▸ Written task a
Tally the lines in the records below that contain the string "fallen", matching case exactly. Give only the number.

▸ Extract
'''

Hybrid Cloud Traffic, Flow, Latency and Loss Anomalies

Several of the solutions described above are applicable to Hybrid Cloud:

  • Aggregate traffic anomalies on data center to public cloud interconnects
  • Flow observability, analytics and anomalies based on sFlow and IPFIX streamed from data center border routers or from VPC flow logs in the public cloud
  • Deployment of Augtera agents on public cloud VMs and data center servers and switches to detect hybrid cloud loss and latency degradation 
  • Integration with server and VM metrics and logs in the data center as well as with public cloud VM metrics and logs 

NetOps / DevOps Friendly APIs

There are numerous short and long-term drivers for APIs. In the short-term, an operations team may not be able to provide direct access to a data source for a Network Operations tool. Sometimes the export of data to a file is explored, and maybe the only option. However, this is far from optimal. It is not dynamic for one. In these cases, Augtera provides its own APIs and support for other APIs. In the long-term, the transition to NetOps and DevOps-friendly Network Operations is the main driver for supporting and providing APIs.

Augtera Networks Data Center Network AIOps Solution API examples

Augtera Networks is always exploring with customers what APIs to support and what APIs to provide for the Data Center Solution. Two APIs that have been powerful in Data Center Solutions are:

  • Meta-Information API
  • Topology API

There are many powerful uses of Meta-Information, including data / alert enrichment. Of particular concern to Network Operations teams is communicating to Network Operations tools when to suppress alarms. For example, a Network Operations team may know that it is performing maintenance, so it does not need alarms for impacted elements.

Augtera believes strongly that auto-correlation needs to be topology-aware to effectively identify the root of an incident, which is why topology auto-discovery is provided in the base platform. However, there are times that Network Operations teams cannot provide use of the protocols needed to do auto-discovery. For these occasions, using an API is a good alternative.

ITSM Integrations

All Network Operations teams have a “job to be done”, and that job cannot be done unless tools are integrated into / aware-of processes and workflows. Any tool vendor can say they support an API. The “rubber meets the road” on the question of whether a tool is enabling the network operations team to get their job done.

Augtera Networks Data Center Network AIOps Solution ITSM integrations

There are numerous ways in which Augtera has worked with Data Center Network Operations teams to support workflows and processes.

'''

▸ Provided material
'''

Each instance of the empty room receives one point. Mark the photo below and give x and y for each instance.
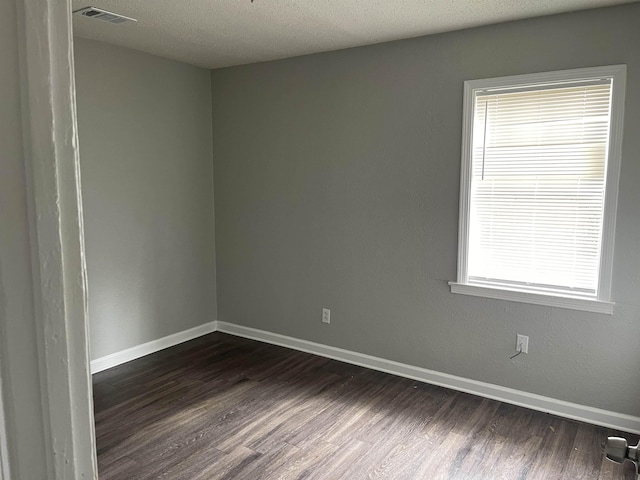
(323, 240)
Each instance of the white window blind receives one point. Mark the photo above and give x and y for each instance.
(538, 176)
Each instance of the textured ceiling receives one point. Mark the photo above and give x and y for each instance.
(219, 33)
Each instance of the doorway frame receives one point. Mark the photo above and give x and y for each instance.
(50, 139)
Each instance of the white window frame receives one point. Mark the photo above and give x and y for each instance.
(601, 303)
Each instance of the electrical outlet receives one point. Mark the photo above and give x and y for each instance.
(522, 343)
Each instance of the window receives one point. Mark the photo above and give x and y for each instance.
(540, 168)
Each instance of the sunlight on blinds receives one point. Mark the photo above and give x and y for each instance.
(537, 190)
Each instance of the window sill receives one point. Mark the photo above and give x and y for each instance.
(573, 303)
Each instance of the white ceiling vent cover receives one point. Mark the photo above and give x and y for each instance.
(99, 14)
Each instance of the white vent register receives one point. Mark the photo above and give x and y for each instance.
(104, 15)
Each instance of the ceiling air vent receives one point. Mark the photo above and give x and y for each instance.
(99, 14)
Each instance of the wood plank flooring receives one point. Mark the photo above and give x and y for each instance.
(222, 407)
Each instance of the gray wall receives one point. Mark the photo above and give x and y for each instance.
(18, 343)
(337, 184)
(147, 181)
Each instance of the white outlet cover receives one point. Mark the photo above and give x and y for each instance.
(522, 340)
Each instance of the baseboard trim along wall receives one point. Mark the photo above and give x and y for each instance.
(561, 408)
(124, 356)
(596, 416)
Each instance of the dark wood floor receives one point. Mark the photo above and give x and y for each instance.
(222, 407)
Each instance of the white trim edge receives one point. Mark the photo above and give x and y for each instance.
(118, 358)
(586, 305)
(583, 413)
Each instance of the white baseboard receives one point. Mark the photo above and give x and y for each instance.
(118, 358)
(596, 416)
(575, 411)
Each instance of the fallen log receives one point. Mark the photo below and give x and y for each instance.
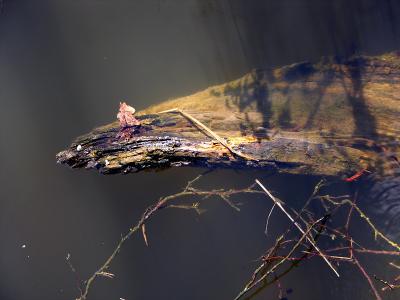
(328, 118)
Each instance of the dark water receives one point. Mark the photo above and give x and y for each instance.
(65, 65)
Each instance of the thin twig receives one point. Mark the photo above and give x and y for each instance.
(310, 240)
(210, 132)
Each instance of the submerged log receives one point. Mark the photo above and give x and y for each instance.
(327, 118)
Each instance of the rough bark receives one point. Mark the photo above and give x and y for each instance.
(328, 118)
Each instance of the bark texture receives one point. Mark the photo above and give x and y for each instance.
(327, 118)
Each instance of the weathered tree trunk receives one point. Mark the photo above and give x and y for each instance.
(329, 118)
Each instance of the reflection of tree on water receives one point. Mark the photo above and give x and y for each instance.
(383, 200)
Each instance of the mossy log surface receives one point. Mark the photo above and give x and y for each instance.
(328, 118)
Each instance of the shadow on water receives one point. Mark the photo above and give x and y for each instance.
(252, 93)
(364, 121)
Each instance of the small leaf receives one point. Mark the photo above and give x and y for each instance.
(125, 115)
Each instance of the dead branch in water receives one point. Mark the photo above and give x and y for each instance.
(339, 235)
(163, 202)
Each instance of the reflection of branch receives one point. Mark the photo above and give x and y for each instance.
(163, 202)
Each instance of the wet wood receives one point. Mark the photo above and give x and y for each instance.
(327, 118)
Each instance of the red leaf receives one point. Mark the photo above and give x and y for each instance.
(125, 115)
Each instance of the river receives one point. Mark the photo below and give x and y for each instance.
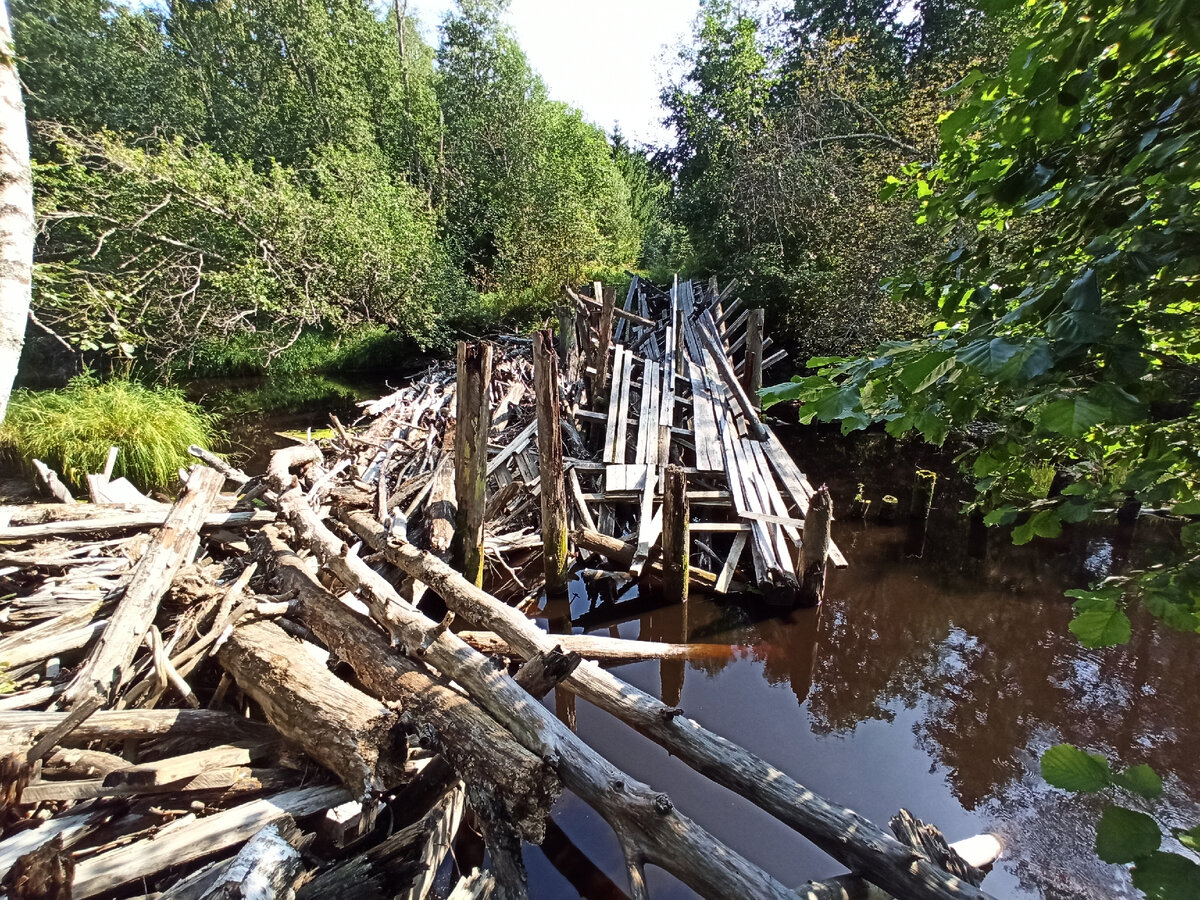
(928, 683)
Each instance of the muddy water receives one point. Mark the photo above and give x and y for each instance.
(929, 683)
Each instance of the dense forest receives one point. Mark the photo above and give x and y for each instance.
(963, 217)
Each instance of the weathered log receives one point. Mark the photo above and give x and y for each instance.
(187, 841)
(348, 732)
(844, 834)
(617, 551)
(481, 753)
(550, 462)
(109, 522)
(107, 667)
(472, 425)
(601, 647)
(815, 547)
(647, 823)
(676, 535)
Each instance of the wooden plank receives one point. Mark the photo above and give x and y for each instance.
(610, 436)
(731, 562)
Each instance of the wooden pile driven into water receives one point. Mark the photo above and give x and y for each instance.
(288, 689)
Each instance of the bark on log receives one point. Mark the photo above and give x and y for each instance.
(676, 537)
(815, 547)
(347, 731)
(617, 551)
(550, 463)
(197, 839)
(107, 666)
(853, 840)
(483, 753)
(646, 822)
(472, 425)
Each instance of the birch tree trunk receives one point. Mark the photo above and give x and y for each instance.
(16, 214)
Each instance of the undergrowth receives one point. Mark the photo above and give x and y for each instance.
(72, 429)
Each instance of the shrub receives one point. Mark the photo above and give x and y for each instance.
(72, 429)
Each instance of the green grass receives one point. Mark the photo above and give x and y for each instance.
(72, 429)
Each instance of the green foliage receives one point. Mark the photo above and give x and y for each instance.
(1066, 315)
(71, 430)
(1128, 835)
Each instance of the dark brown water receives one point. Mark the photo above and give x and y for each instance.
(931, 684)
(928, 683)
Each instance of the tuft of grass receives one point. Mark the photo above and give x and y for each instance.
(72, 429)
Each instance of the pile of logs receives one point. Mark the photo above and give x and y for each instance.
(309, 682)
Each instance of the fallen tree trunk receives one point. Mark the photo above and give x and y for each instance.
(647, 823)
(599, 647)
(348, 732)
(107, 666)
(853, 840)
(483, 754)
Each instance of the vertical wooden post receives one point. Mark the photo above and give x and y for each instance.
(815, 549)
(550, 463)
(568, 343)
(676, 534)
(751, 372)
(474, 420)
(609, 303)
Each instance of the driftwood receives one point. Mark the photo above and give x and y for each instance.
(485, 755)
(351, 733)
(873, 852)
(107, 667)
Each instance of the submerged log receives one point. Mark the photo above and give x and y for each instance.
(481, 753)
(844, 834)
(348, 732)
(815, 549)
(107, 666)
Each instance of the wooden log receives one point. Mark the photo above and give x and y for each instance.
(923, 485)
(676, 537)
(472, 426)
(600, 363)
(851, 839)
(647, 823)
(815, 549)
(111, 522)
(107, 667)
(347, 731)
(550, 463)
(751, 372)
(51, 479)
(187, 841)
(600, 647)
(481, 753)
(622, 555)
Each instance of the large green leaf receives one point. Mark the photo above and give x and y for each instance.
(1073, 417)
(1125, 835)
(921, 373)
(1102, 625)
(1068, 767)
(1167, 876)
(1140, 780)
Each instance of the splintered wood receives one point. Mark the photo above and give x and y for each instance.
(265, 687)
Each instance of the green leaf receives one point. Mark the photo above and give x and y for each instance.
(923, 372)
(1102, 625)
(1073, 417)
(1167, 876)
(1189, 839)
(1140, 780)
(1123, 835)
(1068, 767)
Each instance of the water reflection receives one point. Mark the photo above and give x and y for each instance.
(969, 661)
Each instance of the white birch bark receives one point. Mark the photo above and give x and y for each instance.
(16, 214)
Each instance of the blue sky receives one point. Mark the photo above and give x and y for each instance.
(607, 58)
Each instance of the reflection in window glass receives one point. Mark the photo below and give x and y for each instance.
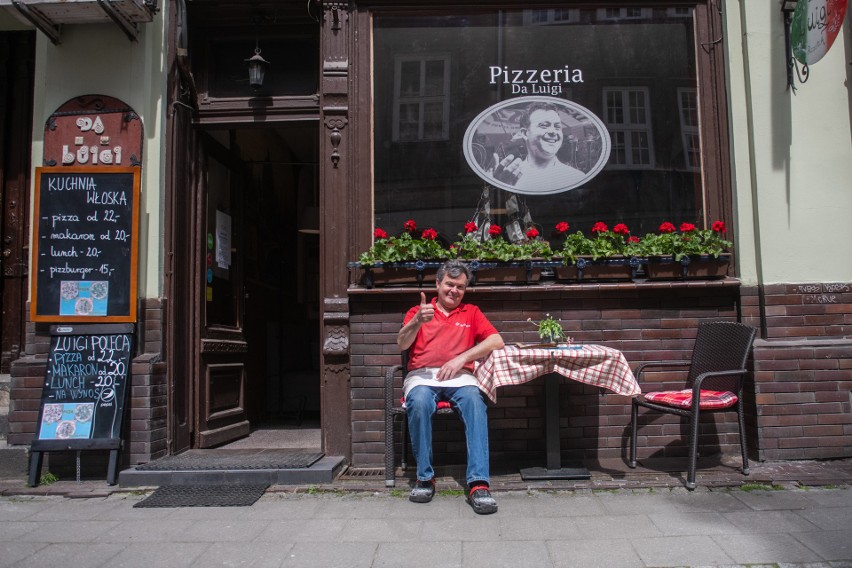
(434, 75)
(627, 114)
(688, 107)
(421, 98)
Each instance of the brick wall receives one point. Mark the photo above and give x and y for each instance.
(803, 369)
(648, 321)
(146, 411)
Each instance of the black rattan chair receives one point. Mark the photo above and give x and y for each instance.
(393, 409)
(714, 383)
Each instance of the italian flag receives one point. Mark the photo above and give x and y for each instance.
(815, 25)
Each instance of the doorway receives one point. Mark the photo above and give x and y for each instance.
(17, 53)
(257, 337)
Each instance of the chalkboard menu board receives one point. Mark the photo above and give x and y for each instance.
(84, 393)
(85, 238)
(84, 386)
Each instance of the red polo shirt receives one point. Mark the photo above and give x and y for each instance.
(446, 336)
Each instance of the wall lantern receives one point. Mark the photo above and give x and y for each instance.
(787, 8)
(257, 68)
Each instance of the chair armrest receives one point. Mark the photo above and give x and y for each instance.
(389, 376)
(696, 386)
(654, 364)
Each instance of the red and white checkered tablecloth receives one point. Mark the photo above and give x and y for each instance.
(594, 365)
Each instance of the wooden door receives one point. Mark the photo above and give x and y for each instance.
(220, 394)
(17, 50)
(182, 278)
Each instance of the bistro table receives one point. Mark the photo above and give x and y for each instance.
(594, 365)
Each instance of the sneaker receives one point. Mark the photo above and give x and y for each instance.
(422, 492)
(481, 500)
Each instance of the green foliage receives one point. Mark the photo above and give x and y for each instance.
(48, 478)
(679, 245)
(404, 248)
(748, 487)
(604, 245)
(549, 329)
(497, 248)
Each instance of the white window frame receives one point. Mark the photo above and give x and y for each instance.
(681, 12)
(688, 130)
(421, 99)
(629, 128)
(623, 14)
(546, 17)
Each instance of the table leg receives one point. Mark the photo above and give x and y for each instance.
(554, 469)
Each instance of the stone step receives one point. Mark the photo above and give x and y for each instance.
(207, 471)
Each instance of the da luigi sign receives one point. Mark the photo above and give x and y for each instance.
(537, 145)
(86, 211)
(815, 26)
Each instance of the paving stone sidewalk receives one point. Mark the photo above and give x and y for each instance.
(795, 514)
(804, 527)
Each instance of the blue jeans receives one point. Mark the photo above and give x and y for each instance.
(421, 403)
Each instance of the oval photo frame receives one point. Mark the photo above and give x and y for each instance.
(499, 141)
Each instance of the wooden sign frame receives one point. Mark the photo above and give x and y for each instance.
(41, 313)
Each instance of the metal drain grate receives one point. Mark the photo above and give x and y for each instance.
(362, 472)
(214, 461)
(203, 496)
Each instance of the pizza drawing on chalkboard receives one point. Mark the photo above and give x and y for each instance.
(83, 298)
(85, 241)
(64, 421)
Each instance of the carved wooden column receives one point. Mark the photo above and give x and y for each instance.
(335, 204)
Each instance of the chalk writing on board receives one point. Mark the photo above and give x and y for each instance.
(84, 245)
(84, 385)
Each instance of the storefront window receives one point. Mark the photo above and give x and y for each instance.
(616, 91)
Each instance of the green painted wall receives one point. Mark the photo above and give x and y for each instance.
(791, 153)
(100, 59)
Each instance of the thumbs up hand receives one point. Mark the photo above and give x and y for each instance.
(427, 310)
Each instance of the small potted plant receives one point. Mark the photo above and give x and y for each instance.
(604, 256)
(550, 330)
(686, 253)
(495, 259)
(404, 259)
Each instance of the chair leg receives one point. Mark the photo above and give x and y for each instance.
(634, 421)
(390, 474)
(693, 449)
(743, 442)
(404, 462)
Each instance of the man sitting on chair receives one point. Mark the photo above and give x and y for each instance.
(444, 338)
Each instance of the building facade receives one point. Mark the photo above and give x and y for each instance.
(365, 118)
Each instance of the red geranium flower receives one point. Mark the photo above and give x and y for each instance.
(600, 227)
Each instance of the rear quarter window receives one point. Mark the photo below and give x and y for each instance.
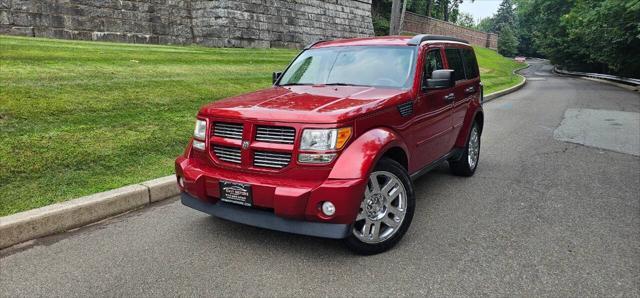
(455, 62)
(470, 64)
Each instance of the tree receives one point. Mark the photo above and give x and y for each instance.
(465, 20)
(505, 16)
(585, 35)
(486, 25)
(507, 42)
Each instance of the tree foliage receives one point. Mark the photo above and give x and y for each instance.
(507, 42)
(465, 20)
(446, 10)
(588, 35)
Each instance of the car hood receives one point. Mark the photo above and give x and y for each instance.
(304, 104)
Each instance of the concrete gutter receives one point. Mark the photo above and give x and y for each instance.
(60, 217)
(630, 84)
(515, 88)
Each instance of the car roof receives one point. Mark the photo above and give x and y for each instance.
(398, 40)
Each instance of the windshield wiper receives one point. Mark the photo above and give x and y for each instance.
(345, 84)
(296, 84)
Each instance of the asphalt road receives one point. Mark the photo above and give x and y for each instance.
(540, 217)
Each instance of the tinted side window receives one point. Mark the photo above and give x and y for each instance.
(432, 62)
(470, 64)
(455, 63)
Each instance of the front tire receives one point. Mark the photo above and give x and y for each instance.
(386, 210)
(468, 162)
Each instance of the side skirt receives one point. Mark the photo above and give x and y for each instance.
(452, 155)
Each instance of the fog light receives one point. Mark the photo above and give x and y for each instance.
(328, 208)
(198, 145)
(315, 158)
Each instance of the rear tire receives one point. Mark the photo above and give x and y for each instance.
(467, 164)
(386, 210)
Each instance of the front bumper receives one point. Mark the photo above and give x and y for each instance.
(295, 195)
(266, 219)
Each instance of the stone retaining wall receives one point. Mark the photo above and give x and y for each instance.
(418, 24)
(220, 23)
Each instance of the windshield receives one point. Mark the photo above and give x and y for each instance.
(376, 66)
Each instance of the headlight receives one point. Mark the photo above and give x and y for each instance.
(324, 139)
(200, 132)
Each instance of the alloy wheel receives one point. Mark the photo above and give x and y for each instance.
(382, 210)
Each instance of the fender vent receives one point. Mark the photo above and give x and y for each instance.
(406, 109)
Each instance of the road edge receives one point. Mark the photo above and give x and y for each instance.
(558, 71)
(497, 94)
(60, 217)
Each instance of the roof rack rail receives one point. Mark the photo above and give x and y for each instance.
(420, 38)
(314, 43)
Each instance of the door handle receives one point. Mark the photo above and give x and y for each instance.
(449, 97)
(470, 90)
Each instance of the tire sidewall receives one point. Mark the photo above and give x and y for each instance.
(360, 247)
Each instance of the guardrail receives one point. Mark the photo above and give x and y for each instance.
(630, 81)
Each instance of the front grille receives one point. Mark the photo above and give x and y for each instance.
(271, 159)
(275, 134)
(228, 154)
(228, 130)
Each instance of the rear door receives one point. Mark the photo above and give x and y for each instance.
(432, 128)
(466, 85)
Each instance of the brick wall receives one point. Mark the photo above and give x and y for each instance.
(417, 24)
(221, 23)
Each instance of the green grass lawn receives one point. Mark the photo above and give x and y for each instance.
(496, 71)
(83, 117)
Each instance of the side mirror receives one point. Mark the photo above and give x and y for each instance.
(441, 79)
(275, 76)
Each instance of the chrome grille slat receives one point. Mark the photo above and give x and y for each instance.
(271, 159)
(228, 130)
(227, 154)
(276, 134)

'''

▸ Written task b
From the text above on hybrid cloud anomalies and network operations tooling, write out the passage from "NetOps / DevOps" to "and providing APIs.".

▸ Expected output a
2

▸ Expected output b
NetOps / DevOps Friendly APIs

There are numerous short and long-term drivers for APIs. In the short-term, an operations team may not be able to provide direct access to a data source for a Network Operations tool. Sometimes the export of data to a file is explored, and maybe the only option. However, this is far from optimal. It is not dynamic for one. In these cases, Augtera provides its own APIs and support for other APIs. In the long-term, the transition to NetOps and DevOps-friendly Network Operations is the main driver for supporting and providing APIs.